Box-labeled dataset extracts

= = = = = = =

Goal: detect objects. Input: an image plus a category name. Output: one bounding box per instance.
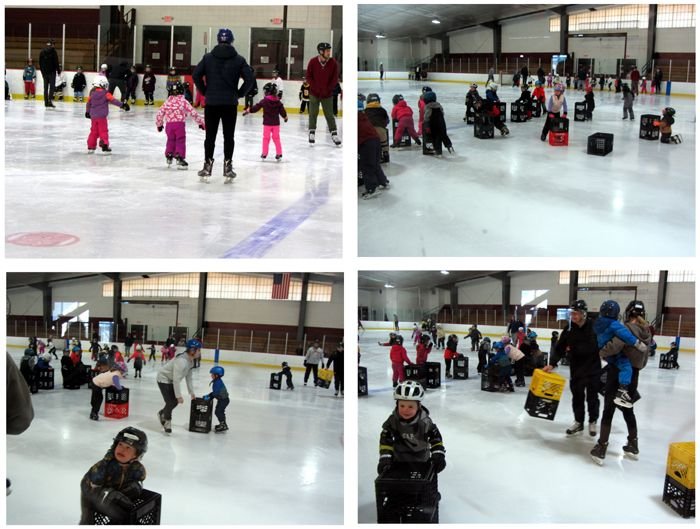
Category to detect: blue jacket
[593,316,637,347]
[192,44,253,106]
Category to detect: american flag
[272,272,291,299]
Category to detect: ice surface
[358,81,695,257]
[6,353,344,526]
[358,331,695,524]
[5,100,342,258]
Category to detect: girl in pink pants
[243,83,287,161]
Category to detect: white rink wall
[362,321,695,353]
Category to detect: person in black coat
[192,28,253,182]
[544,300,601,436]
[39,40,58,108]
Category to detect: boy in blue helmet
[202,366,230,433]
[593,300,648,408]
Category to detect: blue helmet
[598,299,620,320]
[216,28,233,44]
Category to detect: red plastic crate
[549,132,569,147]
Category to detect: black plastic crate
[93,489,162,525]
[357,366,369,397]
[270,373,282,389]
[425,362,442,389]
[525,391,559,421]
[190,399,214,433]
[587,132,614,156]
[663,474,695,518]
[454,355,469,380]
[374,462,439,523]
[474,114,493,140]
[34,367,53,389]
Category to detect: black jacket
[549,318,601,378]
[192,44,253,106]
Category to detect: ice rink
[358,331,695,524]
[6,352,344,526]
[5,99,344,258]
[358,80,695,257]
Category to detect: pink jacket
[156,95,204,127]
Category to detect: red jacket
[389,343,413,365]
[391,100,413,121]
[416,343,433,364]
[306,55,338,99]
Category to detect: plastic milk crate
[525,369,566,421]
[318,369,333,388]
[374,462,439,523]
[35,367,53,389]
[190,399,214,433]
[105,386,129,419]
[270,373,282,389]
[639,114,661,140]
[357,366,369,397]
[454,355,469,380]
[586,132,613,156]
[93,489,162,525]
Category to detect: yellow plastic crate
[530,369,566,400]
[666,441,695,489]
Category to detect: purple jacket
[250,95,287,126]
[85,88,122,119]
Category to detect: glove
[430,452,447,474]
[377,457,391,475]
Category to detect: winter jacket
[389,343,413,365]
[85,87,123,119]
[192,44,253,106]
[156,353,194,399]
[600,322,652,369]
[306,55,338,99]
[379,405,445,461]
[365,102,389,128]
[391,100,413,121]
[156,95,204,127]
[248,95,287,127]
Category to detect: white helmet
[394,380,425,402]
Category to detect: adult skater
[39,40,58,108]
[192,28,253,183]
[156,339,202,433]
[543,299,600,436]
[591,300,651,465]
[306,42,341,146]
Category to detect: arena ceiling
[357,4,601,39]
[357,270,508,289]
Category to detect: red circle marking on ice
[5,231,80,246]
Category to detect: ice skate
[566,421,583,435]
[591,441,608,466]
[224,160,236,184]
[622,437,639,461]
[197,160,214,184]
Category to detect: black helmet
[263,83,277,96]
[112,426,148,458]
[625,299,646,320]
[569,299,588,314]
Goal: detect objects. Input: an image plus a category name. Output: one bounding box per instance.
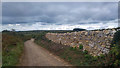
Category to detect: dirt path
[20,39,71,66]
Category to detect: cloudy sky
[2,2,118,31]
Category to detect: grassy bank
[35,32,120,66]
[2,32,31,66]
[35,33,107,66]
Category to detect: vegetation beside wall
[35,33,108,66]
[2,32,29,66]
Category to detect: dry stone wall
[46,29,116,56]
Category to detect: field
[2,31,120,66]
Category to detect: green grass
[2,43,23,66]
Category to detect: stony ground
[20,39,71,66]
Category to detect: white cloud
[2,19,118,31]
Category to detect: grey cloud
[2,2,118,24]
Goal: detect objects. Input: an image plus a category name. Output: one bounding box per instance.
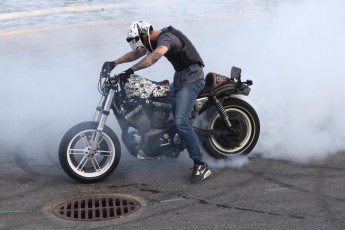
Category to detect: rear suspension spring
[213,96,231,128]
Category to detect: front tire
[203,98,260,158]
[59,121,121,183]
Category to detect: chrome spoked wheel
[59,122,121,182]
[204,98,260,158]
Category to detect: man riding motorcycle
[102,21,211,184]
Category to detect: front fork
[91,89,115,152]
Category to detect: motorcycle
[59,67,260,183]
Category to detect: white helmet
[126,21,153,52]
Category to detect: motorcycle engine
[125,100,177,159]
[125,101,172,134]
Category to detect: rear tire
[59,121,121,183]
[203,98,260,158]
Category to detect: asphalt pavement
[0,19,345,230]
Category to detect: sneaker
[187,164,211,184]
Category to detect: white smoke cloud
[0,0,345,171]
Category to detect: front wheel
[203,98,260,158]
[59,121,121,183]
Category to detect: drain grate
[53,195,141,221]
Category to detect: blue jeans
[170,79,205,162]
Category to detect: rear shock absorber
[213,96,231,128]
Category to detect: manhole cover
[53,195,141,221]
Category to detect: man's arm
[115,48,146,65]
[131,46,168,71]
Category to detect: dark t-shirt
[157,32,204,90]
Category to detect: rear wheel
[59,121,121,183]
[203,98,260,158]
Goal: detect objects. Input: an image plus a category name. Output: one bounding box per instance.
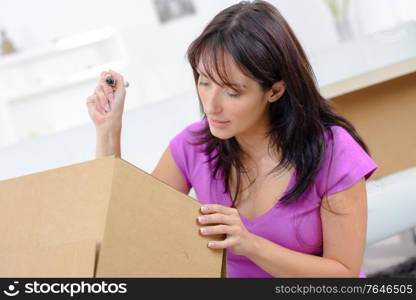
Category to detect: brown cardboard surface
[0,241,96,278]
[0,157,114,252]
[0,156,223,277]
[332,73,416,179]
[96,160,223,277]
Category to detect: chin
[210,128,234,140]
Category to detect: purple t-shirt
[169,119,377,277]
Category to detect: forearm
[95,127,121,158]
[246,234,358,277]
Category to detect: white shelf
[0,28,127,146]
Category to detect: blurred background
[0,0,416,276]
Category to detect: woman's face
[197,59,268,139]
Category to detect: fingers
[94,84,110,112]
[87,94,105,114]
[199,225,240,235]
[107,70,124,90]
[198,213,239,225]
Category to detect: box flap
[96,159,223,277]
[0,157,115,252]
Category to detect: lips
[208,118,230,129]
[211,119,230,124]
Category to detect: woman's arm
[198,179,367,277]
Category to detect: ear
[266,80,286,103]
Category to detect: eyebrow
[197,69,247,89]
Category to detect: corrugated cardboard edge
[94,157,226,277]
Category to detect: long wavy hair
[187,1,369,207]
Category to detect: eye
[227,93,240,98]
[227,91,241,98]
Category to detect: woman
[87,1,377,277]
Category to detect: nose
[201,90,222,115]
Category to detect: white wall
[0,0,416,148]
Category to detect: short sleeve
[318,126,378,197]
[169,129,192,188]
[169,121,203,188]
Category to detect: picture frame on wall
[154,0,196,23]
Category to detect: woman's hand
[198,204,253,255]
[87,70,126,131]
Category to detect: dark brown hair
[187,1,369,206]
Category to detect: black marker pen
[105,76,130,88]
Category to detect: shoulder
[317,126,378,195]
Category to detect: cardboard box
[0,156,225,277]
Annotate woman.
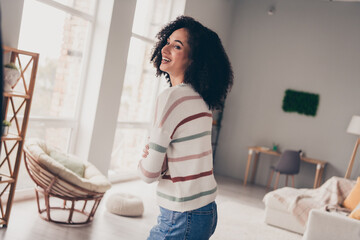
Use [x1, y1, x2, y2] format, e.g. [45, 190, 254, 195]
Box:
[138, 16, 233, 240]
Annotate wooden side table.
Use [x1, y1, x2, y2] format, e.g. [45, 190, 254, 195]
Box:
[244, 146, 327, 188]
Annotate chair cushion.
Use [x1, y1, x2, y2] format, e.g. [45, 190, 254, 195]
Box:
[106, 193, 144, 217]
[343, 177, 360, 210]
[25, 139, 111, 193]
[49, 151, 85, 177]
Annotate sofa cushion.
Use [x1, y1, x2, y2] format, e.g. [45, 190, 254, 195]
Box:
[349, 202, 360, 220]
[343, 177, 360, 210]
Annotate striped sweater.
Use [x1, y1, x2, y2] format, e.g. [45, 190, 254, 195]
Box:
[138, 84, 217, 212]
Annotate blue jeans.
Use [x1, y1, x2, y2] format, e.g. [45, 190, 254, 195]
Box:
[147, 202, 217, 240]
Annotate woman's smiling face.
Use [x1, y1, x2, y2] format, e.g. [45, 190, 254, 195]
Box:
[160, 28, 191, 82]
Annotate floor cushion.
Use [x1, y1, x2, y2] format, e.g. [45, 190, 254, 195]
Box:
[106, 193, 144, 217]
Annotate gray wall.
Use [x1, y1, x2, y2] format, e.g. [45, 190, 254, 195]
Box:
[0, 0, 24, 48]
[184, 0, 236, 50]
[215, 0, 360, 187]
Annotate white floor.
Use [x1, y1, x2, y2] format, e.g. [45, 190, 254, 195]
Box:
[0, 177, 301, 240]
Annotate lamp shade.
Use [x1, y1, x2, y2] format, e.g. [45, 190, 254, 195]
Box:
[347, 115, 360, 135]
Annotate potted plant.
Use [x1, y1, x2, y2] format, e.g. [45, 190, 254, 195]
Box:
[4, 63, 20, 92]
[1, 120, 11, 136]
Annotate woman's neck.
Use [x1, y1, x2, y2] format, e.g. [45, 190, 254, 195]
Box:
[170, 76, 184, 87]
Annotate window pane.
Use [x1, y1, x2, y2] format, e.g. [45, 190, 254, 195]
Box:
[110, 128, 148, 171]
[19, 0, 91, 118]
[118, 38, 159, 122]
[49, 0, 96, 14]
[133, 0, 172, 39]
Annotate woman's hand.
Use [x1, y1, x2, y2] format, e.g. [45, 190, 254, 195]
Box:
[143, 144, 149, 158]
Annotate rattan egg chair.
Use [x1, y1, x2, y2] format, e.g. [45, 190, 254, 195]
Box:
[24, 139, 111, 225]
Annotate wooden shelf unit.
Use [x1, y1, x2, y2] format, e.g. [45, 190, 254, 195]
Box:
[0, 46, 39, 227]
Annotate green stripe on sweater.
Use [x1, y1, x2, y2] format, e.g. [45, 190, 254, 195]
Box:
[171, 131, 211, 143]
[149, 143, 166, 153]
[156, 187, 217, 202]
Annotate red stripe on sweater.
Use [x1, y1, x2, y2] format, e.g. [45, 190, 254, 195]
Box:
[160, 96, 202, 127]
[168, 150, 212, 162]
[162, 169, 213, 182]
[170, 112, 212, 139]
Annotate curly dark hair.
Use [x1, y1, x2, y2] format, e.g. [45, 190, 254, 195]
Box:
[151, 16, 234, 110]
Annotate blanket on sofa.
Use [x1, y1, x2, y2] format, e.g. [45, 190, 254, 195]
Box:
[263, 177, 355, 225]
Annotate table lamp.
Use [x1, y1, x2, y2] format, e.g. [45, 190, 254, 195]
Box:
[345, 115, 360, 178]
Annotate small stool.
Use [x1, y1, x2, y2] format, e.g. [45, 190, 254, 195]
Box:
[106, 193, 144, 217]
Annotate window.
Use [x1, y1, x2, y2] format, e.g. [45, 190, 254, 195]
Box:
[109, 0, 185, 178]
[17, 0, 97, 189]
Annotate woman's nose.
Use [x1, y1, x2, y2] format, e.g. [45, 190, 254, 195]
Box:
[161, 45, 169, 53]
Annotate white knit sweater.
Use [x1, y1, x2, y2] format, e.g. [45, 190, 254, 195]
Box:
[138, 84, 217, 212]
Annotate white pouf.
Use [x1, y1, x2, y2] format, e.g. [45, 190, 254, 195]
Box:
[106, 193, 144, 217]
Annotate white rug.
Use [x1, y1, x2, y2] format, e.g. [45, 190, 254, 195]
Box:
[211, 201, 302, 240]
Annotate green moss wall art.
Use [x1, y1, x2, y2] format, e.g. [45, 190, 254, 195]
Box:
[282, 89, 320, 117]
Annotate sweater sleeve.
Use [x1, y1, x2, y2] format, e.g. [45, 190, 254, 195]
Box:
[138, 88, 174, 183]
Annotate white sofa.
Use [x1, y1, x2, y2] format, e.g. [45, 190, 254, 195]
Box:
[303, 209, 360, 240]
[263, 177, 360, 235]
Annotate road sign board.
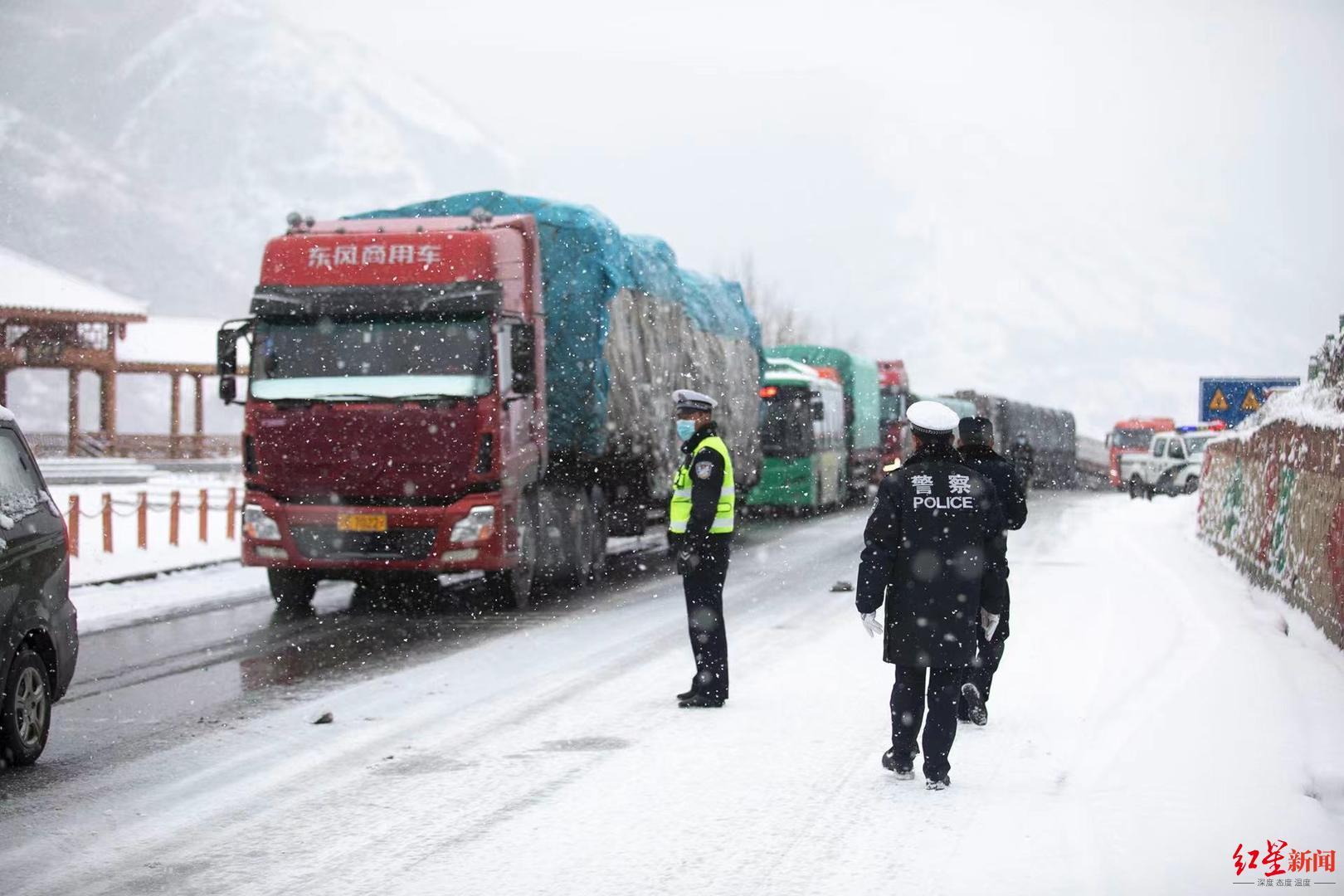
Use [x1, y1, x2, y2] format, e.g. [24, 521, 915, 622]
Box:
[1199, 376, 1303, 426]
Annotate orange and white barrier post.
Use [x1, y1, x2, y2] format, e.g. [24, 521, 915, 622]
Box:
[225, 489, 238, 542]
[66, 493, 80, 558]
[136, 492, 149, 551]
[102, 492, 111, 553]
[199, 489, 210, 544]
[168, 492, 182, 547]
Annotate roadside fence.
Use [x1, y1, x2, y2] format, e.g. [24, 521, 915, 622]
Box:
[66, 488, 239, 558]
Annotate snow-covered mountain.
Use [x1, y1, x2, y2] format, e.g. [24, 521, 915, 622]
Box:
[0, 0, 512, 319]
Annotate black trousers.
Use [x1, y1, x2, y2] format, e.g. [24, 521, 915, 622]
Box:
[961, 610, 1010, 718]
[891, 666, 967, 779]
[681, 543, 731, 700]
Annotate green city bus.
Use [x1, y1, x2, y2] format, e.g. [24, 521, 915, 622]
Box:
[746, 358, 845, 510]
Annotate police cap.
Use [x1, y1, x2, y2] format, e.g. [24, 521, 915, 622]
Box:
[672, 390, 719, 412]
[906, 402, 960, 436]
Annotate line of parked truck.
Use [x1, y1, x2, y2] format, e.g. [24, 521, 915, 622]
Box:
[217, 192, 1075, 607]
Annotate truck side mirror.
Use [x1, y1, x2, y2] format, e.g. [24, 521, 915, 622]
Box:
[215, 321, 251, 404]
[509, 324, 536, 395]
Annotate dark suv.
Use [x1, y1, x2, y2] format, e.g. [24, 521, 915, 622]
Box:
[0, 407, 80, 767]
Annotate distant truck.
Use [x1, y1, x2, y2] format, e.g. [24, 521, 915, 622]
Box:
[770, 345, 882, 499]
[746, 358, 845, 510]
[217, 192, 761, 607]
[878, 360, 910, 470]
[953, 390, 1078, 489]
[1121, 426, 1218, 499]
[1106, 416, 1176, 489]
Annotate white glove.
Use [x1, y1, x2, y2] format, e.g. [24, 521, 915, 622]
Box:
[860, 612, 882, 638]
[980, 607, 999, 640]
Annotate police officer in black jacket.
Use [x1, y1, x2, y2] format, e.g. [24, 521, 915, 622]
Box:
[957, 416, 1027, 725]
[855, 402, 1004, 790]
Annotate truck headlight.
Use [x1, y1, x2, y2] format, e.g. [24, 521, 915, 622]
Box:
[243, 504, 280, 542]
[449, 505, 494, 544]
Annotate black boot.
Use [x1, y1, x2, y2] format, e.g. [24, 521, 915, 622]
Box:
[961, 681, 989, 725]
[882, 747, 919, 781]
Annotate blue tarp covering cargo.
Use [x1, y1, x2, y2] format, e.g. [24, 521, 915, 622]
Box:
[353, 191, 761, 491]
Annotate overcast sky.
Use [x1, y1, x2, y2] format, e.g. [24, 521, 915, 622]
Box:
[280, 0, 1344, 434]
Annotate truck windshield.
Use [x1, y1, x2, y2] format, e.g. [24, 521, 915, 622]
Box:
[882, 387, 906, 426]
[251, 317, 494, 401]
[761, 388, 811, 457]
[1110, 430, 1153, 451]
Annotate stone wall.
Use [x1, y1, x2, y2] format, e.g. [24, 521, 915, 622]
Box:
[1199, 419, 1344, 649]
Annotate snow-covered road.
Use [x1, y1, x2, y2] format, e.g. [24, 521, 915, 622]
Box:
[0, 494, 1344, 894]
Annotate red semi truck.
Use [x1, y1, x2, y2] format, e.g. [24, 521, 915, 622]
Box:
[878, 362, 910, 469]
[217, 193, 759, 607]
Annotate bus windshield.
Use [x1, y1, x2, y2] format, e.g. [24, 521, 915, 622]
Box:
[761, 388, 813, 457]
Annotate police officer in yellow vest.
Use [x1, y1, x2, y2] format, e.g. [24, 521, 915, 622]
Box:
[668, 390, 735, 708]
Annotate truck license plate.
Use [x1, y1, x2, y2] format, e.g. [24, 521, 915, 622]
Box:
[336, 514, 387, 532]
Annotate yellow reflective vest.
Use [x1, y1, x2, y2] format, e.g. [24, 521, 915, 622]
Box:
[668, 436, 737, 534]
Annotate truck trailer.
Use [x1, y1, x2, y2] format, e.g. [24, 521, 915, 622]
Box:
[770, 345, 882, 499]
[217, 192, 761, 607]
[956, 390, 1078, 489]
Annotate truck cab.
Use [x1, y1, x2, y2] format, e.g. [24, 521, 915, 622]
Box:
[1121, 427, 1218, 499]
[1106, 416, 1176, 489]
[217, 215, 547, 605]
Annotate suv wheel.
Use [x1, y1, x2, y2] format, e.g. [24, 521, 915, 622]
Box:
[0, 649, 51, 766]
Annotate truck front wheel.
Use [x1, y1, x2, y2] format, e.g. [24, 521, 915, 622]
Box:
[485, 501, 538, 610]
[266, 570, 317, 610]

= = = = = = =

▶ [What the task asks] Turn the stretch of lines above, from the very first line through the line containing "[666,441,695,489]", both included, into a numbered list that skips blank lines. Leave the pictures out.

▶ [Complete answer]
1. Goal: detect objects. Input: an image plus a category name. Output: one bounding box per instance.
2. Category to detect: blue jacket
3. [593,316,637,347]
4. [192,44,253,106]
5. Category to detect: american flag
6. [272,272,291,299]
7. Category to detect: ice surface
8. [358,81,695,257]
9. [6,353,344,526]
10. [358,331,695,524]
11. [5,100,342,258]
12. Category to detect: girl in pink pants
13. [243,83,287,161]
14. Category to detect: white rink wall
15. [362,321,695,353]
16. Category to detect: person in black coat
17. [192,28,253,182]
18. [544,300,601,436]
19. [39,40,58,108]
20. Category to detect: boy in blue helmet
21. [202,366,230,433]
22. [593,300,648,408]
23. Category to detect: blue helmet
24. [598,299,620,320]
25. [216,28,233,44]
26. Category to detect: red plastic crate
27. [549,132,569,147]
28. Category to detect: black plastic crate
29. [93,489,162,525]
30. [357,366,369,397]
31. [270,373,282,389]
32. [425,362,442,389]
33. [525,391,559,421]
34. [190,399,214,433]
35. [587,132,614,156]
36. [663,474,695,518]
37. [454,355,469,380]
38. [374,462,439,523]
39. [474,114,493,140]
40. [34,367,53,389]
41. Category to detect: black jacket
42. [549,318,601,378]
43. [192,44,253,106]
44. Category to detect: ice rink
45. [358,331,695,524]
46. [6,352,344,526]
47. [5,99,344,258]
48. [358,80,695,257]
49. Category to detect: pink jacket
50. [156,95,204,127]
51. Category to detect: red jacket
52. [389,343,413,365]
53. [391,100,413,121]
54. [416,343,433,364]
55. [306,55,338,99]
56. Category to detect: plastic milk crate
57. [525,369,566,421]
58. [318,369,333,388]
59. [374,462,439,523]
60. [35,367,53,389]
61. [190,399,214,433]
62. [105,386,129,419]
63. [270,373,282,389]
64. [639,114,661,140]
65. [357,366,369,397]
66. [454,355,469,380]
67. [586,132,613,156]
68. [93,489,162,525]
69. Category to detect: yellow plastic crate
70. [530,369,566,400]
71. [666,441,695,489]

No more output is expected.